EXERCISE AIM: Output each entry that follows exactly. Images stay out.

[Lines of data]
----

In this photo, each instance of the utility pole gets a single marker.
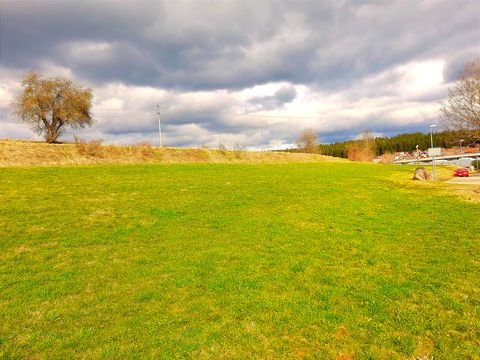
(159, 126)
(431, 144)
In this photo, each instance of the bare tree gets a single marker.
(461, 111)
(307, 141)
(364, 149)
(49, 105)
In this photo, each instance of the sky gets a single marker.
(243, 74)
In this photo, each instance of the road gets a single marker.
(473, 180)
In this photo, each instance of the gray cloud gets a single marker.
(282, 96)
(208, 45)
(233, 72)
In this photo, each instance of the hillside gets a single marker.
(29, 153)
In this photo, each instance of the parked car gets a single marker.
(462, 172)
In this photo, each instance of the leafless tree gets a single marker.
(461, 111)
(49, 105)
(307, 141)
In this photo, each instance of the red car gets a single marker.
(462, 172)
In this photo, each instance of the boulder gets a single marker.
(422, 174)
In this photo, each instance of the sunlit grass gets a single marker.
(237, 261)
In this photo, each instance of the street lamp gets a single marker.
(434, 165)
(431, 134)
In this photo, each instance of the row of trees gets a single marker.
(49, 105)
(403, 142)
(459, 114)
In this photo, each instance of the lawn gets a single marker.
(325, 260)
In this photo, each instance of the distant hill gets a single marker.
(30, 153)
(404, 142)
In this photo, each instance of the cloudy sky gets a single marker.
(241, 73)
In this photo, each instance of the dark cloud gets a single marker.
(355, 65)
(282, 96)
(210, 44)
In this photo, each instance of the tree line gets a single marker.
(404, 143)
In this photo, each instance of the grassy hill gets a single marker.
(299, 260)
(29, 153)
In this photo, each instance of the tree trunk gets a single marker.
(51, 135)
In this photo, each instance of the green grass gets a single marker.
(329, 261)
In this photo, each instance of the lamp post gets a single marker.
(434, 172)
(159, 126)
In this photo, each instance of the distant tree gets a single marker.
(461, 111)
(364, 149)
(49, 105)
(307, 142)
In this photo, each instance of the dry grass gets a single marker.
(387, 158)
(359, 152)
(30, 153)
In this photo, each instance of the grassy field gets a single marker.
(322, 260)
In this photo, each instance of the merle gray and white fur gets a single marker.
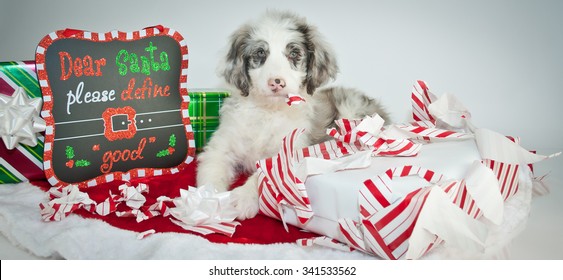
(268, 59)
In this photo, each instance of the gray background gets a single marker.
(502, 59)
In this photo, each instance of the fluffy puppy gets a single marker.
(278, 55)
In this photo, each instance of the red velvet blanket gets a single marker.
(259, 230)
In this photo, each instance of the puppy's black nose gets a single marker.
(276, 84)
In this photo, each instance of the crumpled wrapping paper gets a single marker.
(412, 218)
(200, 210)
(20, 122)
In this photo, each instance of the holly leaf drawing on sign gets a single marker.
(170, 150)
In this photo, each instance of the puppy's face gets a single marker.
(278, 55)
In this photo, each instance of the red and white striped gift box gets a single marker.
(380, 215)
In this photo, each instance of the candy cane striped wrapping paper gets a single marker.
(480, 196)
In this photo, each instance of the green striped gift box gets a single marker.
(204, 113)
(24, 163)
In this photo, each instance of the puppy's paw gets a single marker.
(245, 200)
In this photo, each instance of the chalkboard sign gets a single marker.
(116, 105)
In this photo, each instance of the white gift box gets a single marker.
(334, 196)
(470, 196)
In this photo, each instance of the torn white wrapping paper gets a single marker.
(434, 120)
(440, 217)
(498, 147)
(334, 195)
(202, 206)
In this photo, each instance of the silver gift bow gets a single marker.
(19, 119)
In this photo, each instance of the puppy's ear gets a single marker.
(235, 69)
(321, 63)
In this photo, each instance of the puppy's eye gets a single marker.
(294, 54)
(261, 53)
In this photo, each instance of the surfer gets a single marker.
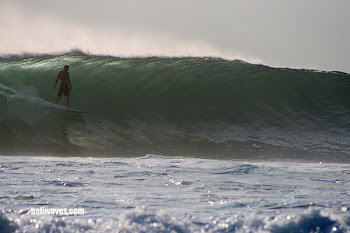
(66, 86)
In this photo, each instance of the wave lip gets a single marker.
(174, 106)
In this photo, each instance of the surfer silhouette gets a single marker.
(66, 85)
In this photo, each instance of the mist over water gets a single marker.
(201, 107)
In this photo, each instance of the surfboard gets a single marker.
(61, 108)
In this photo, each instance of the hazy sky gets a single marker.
(298, 33)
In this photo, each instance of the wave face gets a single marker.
(201, 107)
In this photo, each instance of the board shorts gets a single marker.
(64, 88)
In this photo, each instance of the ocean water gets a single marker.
(173, 145)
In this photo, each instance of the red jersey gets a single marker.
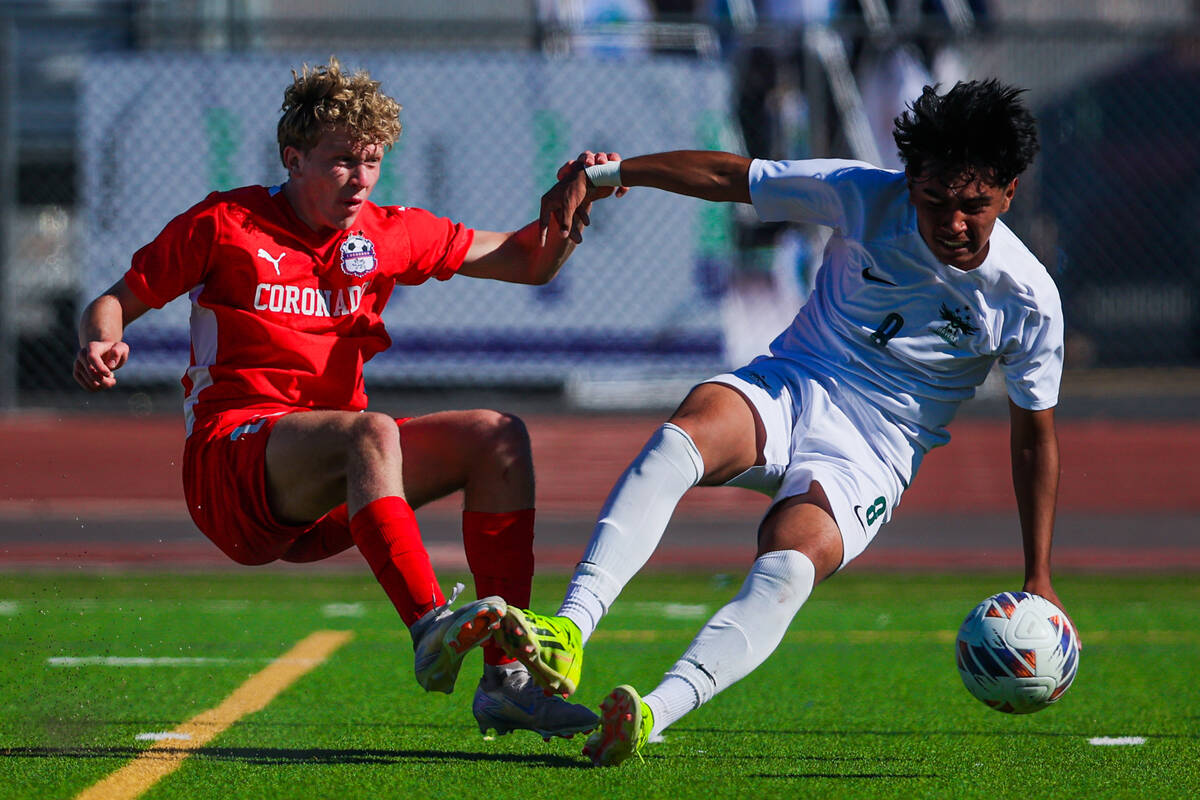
(283, 314)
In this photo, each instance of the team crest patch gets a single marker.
(958, 322)
(358, 254)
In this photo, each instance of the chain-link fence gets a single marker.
(124, 116)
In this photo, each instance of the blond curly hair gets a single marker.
(324, 97)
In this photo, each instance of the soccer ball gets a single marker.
(1018, 653)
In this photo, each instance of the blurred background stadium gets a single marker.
(118, 114)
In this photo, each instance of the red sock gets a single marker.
(499, 553)
(388, 536)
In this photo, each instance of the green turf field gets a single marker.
(861, 701)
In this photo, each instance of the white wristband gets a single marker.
(607, 174)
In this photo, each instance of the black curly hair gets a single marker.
(977, 130)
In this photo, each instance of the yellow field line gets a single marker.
(165, 757)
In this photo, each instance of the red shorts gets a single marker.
(225, 485)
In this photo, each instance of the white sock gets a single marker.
(631, 523)
(738, 638)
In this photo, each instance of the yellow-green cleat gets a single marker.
(551, 647)
(625, 723)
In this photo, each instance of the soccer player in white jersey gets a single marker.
(921, 292)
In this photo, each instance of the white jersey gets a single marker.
(910, 335)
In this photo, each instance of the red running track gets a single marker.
(129, 464)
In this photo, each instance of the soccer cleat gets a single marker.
(625, 723)
(551, 647)
(443, 637)
(508, 699)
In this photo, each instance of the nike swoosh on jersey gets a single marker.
(857, 509)
(868, 276)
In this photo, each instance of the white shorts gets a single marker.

----

PROBLEM SOLUTION:
In this photo, each instance of the utility pole gets a single marker.
(159, 126)
(431, 144)
In this photo, each instance of the bare tree gets a single marker.
(461, 111)
(307, 141)
(364, 149)
(49, 105)
In this photo, each instance of the sky gets a single marker.
(243, 74)
In this photo, each instance of the road gets a single marker.
(473, 180)
In this photo, each instance of the gray cloud gets a single marker.
(282, 96)
(208, 45)
(233, 72)
In this photo, each instance of the hillside gets a single marker.
(29, 153)
In this photo, each instance of the parked car gets a single marker.
(462, 172)
In this photo, each instance of the leafless tree gets a single marker.
(461, 111)
(49, 105)
(307, 141)
In this photo, each instance of the red car gets a single marker.
(462, 172)
In this photo, each instance of the boulder gets a single marker.
(422, 174)
In this photo, each instance of the sunlit grass gets a single marker.
(237, 261)
In this photo, each instance of the street lamp gets a single marker.
(434, 165)
(431, 134)
In this photo, each instance of the row of trees gets a single marker.
(49, 105)
(403, 142)
(459, 114)
In this photo, each instance of the lawn gets a single marker.
(325, 260)
In this photo, each instance of the distant hill gets a single marker.
(30, 153)
(404, 142)
In this photo, each instance of the cloudy sky gets a single marker.
(241, 73)
In this photo, each instance of the dark cloud gets a single marker.
(355, 65)
(282, 96)
(210, 44)
In this photo, each instance of the tree line gets a single marker.
(404, 143)
In this photo, each instance of the grassy hill gets a single marker.
(299, 260)
(29, 153)
In this photo, each instance of the tree trunk gets a single marker.
(51, 135)
In this photo, each instance of the green grass gets a single marker.
(329, 261)
In this photo, each instance of the lamp post gets a single marker.
(434, 172)
(159, 126)
In this photo, each instance of the distant tree gets a single marker.
(461, 111)
(364, 149)
(49, 105)
(307, 142)
In this photo, each instance of the dry grass gets a single marker.
(387, 158)
(359, 152)
(30, 153)
In this photo, each instance of the grassy field gets a single marker.
(322, 260)
In this photo, each instance of the merle gray and white fur gets a single marker.
(268, 59)
In this photo, each instance of the gray background gets a single marker.
(502, 59)
In this photo, each instance of the fluffy puppy gets a single marker.
(278, 55)
In this photo, each instance of the red velvet blanket gets a single marker.
(259, 230)
In this photo, each instance of the puppy's black nose gets a single marker.
(276, 84)
In this photo, each instance of the crumpled wrapping paper gets a single marker.
(412, 218)
(200, 210)
(20, 122)
In this photo, each instance of the holly leaf drawing on sign gets a single marker.
(170, 150)
In this photo, each instance of the puppy's face gets a single marker.
(278, 55)
In this photo, each instance of the red and white striped gift box gets a single marker.
(380, 215)
In this photo, each instance of the candy cane striped wrapping paper gets a single marker.
(480, 196)
In this photo, each instance of the green striped gift box gets a single marker.
(204, 113)
(24, 163)
In this photo, each instance of the puppy's paw gets a single marker.
(245, 200)
In this photo, each instance of the chalkboard sign gets a single marker.
(116, 105)
In this photo, each instance of the white gift box gets a single marker.
(334, 196)
(470, 196)
In this photo, each instance of the torn white wrapping paper gets a single marker.
(434, 120)
(440, 217)
(498, 147)
(334, 195)
(202, 206)
In this photo, each instance of the silver gift bow gets a single marker.
(19, 119)
In this photo, each instance of the puppy's ear gets a single marker.
(235, 69)
(321, 63)
In this photo, each instance of the puppy's eye gets a single marker.
(294, 54)
(261, 53)
In this photo, each instance of the surfer gets a single marker.
(66, 86)
In this photo, each instance of the wave lip gets a single marker.
(174, 106)
In this photo, each instance of the surfer silhouette gets a single marker.
(66, 85)
In this photo, each instance of the mist over water gets a single marker.
(201, 107)
In this photo, each instance of the surfboard gets a single marker.
(61, 108)
In this photo, each instance of the hazy sky gets a single marker.
(298, 33)
In this photo, each instance of the wave face gets a single marker.
(201, 107)
In this photo, each instance of the board shorts gets a single marker.
(64, 88)
In this photo, each instance of the ocean water gets a single marker.
(173, 145)
In this photo, each instance of the red jersey gets a single marker.
(283, 314)
In this photo, each instance of the team crest patch gets a single marker.
(958, 322)
(358, 254)
In this photo, each instance of the chain-link fence gets a single marker.
(124, 116)
In this photo, each instance of the blond curly hair gets a single marker.
(324, 97)
In this photo, each instance of the soccer ball gets a single marker.
(1018, 653)
In this photo, each instance of the blurred background stadium gets a single marker.
(118, 114)
In this photo, each instance of the red sock gets a single marker.
(499, 553)
(388, 536)
In this photo, each instance of the green turf field gets a single marker.
(861, 701)
In this photo, each instance of the white wristband gets a single marker.
(607, 174)
In this photo, each instance of the black curly hair gets a single marker.
(977, 130)
In this photo, each instance of the yellow field line gets a single marker.
(165, 757)
In this photo, each instance of the red shorts gets a single marker.
(225, 485)
In this photo, each instance of the white sock gets a single marker.
(631, 523)
(738, 638)
In this photo, each instance of the yellow-green cleat gets a single marker.
(551, 647)
(625, 723)
In this photo, each instance of the soccer player in white jersey gets a single marker.
(921, 292)
In this photo, each instance of the white jersey gets a single marker.
(910, 335)
In this photo, each instance of the red running track gets a single marker.
(129, 464)
In this photo, each instance of the soccer cleat gets a single marker.
(625, 723)
(551, 647)
(443, 637)
(508, 699)
In this photo, each instance of the nike swoosh on jersey gets a single marker.
(857, 509)
(868, 276)
In this photo, each instance of the white shorts gets a single marker.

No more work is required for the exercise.